*** Block opens ***
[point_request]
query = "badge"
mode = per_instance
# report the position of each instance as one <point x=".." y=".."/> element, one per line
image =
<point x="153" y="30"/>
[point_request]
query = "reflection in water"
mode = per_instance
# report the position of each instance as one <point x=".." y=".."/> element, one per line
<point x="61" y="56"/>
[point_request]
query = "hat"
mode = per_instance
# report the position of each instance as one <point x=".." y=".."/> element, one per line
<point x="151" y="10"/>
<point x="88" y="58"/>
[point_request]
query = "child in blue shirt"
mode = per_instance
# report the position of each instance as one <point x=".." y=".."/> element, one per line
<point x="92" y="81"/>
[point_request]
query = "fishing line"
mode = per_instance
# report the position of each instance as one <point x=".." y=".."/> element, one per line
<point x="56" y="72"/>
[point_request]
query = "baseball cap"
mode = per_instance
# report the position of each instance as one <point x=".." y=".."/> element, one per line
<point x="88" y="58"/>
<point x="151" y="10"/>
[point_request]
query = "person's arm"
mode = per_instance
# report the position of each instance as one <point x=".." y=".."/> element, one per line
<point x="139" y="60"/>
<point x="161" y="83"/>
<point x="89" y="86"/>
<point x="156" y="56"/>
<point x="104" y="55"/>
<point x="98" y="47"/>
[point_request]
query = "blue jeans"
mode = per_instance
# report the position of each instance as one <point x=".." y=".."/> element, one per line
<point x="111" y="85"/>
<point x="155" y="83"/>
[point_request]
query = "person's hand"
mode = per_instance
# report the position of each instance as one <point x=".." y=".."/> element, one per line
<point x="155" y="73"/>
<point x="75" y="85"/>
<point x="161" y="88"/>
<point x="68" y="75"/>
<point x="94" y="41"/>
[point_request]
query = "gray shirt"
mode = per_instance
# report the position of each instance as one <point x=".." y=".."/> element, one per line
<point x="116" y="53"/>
*** Block closes ***
Task statement.
Every entry needs to be copied again exactly.

Answer for this exercise.
[point_request]
query = "badge"
mode = per_instance
# report the position of each instance as one <point x=".." y=".."/> element, one per line
image =
<point x="153" y="30"/>
[point_request]
query = "reflection in water"
mode = per_instance
# report the position of each instance as one <point x=".." y=".."/> element, one per line
<point x="61" y="56"/>
[point_request]
query = "hat"
mode = per_instance
# report the position of each instance as one <point x=".." y=".."/> element, one per line
<point x="151" y="10"/>
<point x="88" y="58"/>
[point_request]
query = "child in blue shirt"
mode = per_instance
# report the position of each instance as one <point x=".." y=".."/> element, one per line
<point x="92" y="81"/>
[point_request]
query = "fishing line"
mode = per_instance
# report the position of each instance as one <point x=".." y=".."/> element, one per line
<point x="56" y="72"/>
[point_request]
query = "baseball cap"
mode = per_instance
# report the position of each instance as one <point x=".." y=".."/> element, one per line
<point x="88" y="58"/>
<point x="151" y="10"/>
[point_request]
query = "person's arm"
mode = per_instance
# report the position of each instance as one <point x=".." y=".."/> element, one per line
<point x="139" y="60"/>
<point x="161" y="83"/>
<point x="89" y="86"/>
<point x="156" y="56"/>
<point x="104" y="55"/>
<point x="98" y="47"/>
[point_request]
query = "blue jeans"
mode = per_instance
# report the position of each instance as one <point x=".." y=".."/> element, one per line
<point x="111" y="85"/>
<point x="155" y="83"/>
[point_request]
query = "person's hand"
mode = per_instance
# report the position of each instance as one <point x=".." y=".."/> element, one per line
<point x="155" y="73"/>
<point x="75" y="85"/>
<point x="161" y="88"/>
<point x="68" y="75"/>
<point x="94" y="41"/>
[point_request]
query = "gray shirt"
mode = per_instance
# report the position of each instance as one <point x=".." y=".."/> element, one per line
<point x="116" y="53"/>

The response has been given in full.